INPUT FOR THIS TASK: Begin

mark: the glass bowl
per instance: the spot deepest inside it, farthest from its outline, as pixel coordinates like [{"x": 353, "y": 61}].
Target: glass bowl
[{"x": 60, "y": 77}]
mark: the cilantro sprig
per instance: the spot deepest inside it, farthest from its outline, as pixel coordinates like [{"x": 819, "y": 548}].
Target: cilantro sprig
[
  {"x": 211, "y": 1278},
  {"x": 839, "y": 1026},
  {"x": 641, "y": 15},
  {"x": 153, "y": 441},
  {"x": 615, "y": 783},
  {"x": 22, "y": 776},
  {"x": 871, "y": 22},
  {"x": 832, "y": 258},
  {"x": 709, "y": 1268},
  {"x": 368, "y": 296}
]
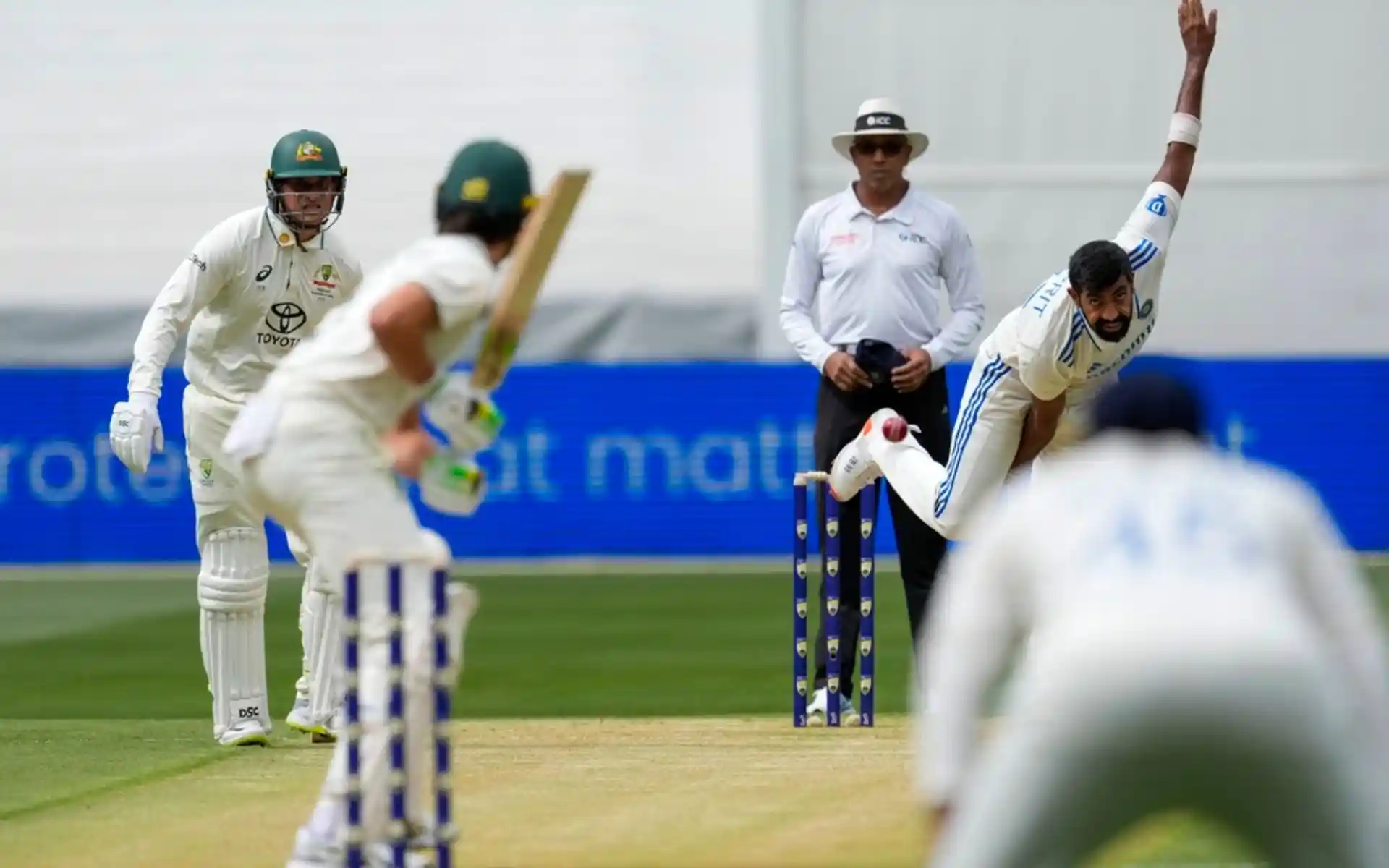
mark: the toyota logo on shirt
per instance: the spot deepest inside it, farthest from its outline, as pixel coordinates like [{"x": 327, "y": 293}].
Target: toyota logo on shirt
[{"x": 285, "y": 318}]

INPUT FOR THIS TASK: End

WHAT NEEDS TO BE DONE.
Word for word, write out each line of the records, but leave the pictures behind.

ANSWER SPACE.
mark: the glass bowl
per instance: the spot deepest inside it, farthest from its outline, as pixel coordinates like [{"x": 353, "y": 61}].
Target: glass bowl
[{"x": 60, "y": 77}]
mark: the cilantro sprig
per instance: the spot deepest inside it, farthest from its outline, as pixel coordinates like [{"x": 819, "y": 548}].
Target: cilantro sprig
[
  {"x": 211, "y": 1278},
  {"x": 839, "y": 1026},
  {"x": 641, "y": 15},
  {"x": 153, "y": 441},
  {"x": 615, "y": 783},
  {"x": 22, "y": 776},
  {"x": 871, "y": 22},
  {"x": 832, "y": 258},
  {"x": 709, "y": 1268},
  {"x": 368, "y": 296}
]
mark: the toyota logo on shirt
per instance: the spot deepest inside it, farthest from its outline, as pixel coordinates like [{"x": 327, "y": 293}].
Target: toyota logo on shirt
[{"x": 285, "y": 318}]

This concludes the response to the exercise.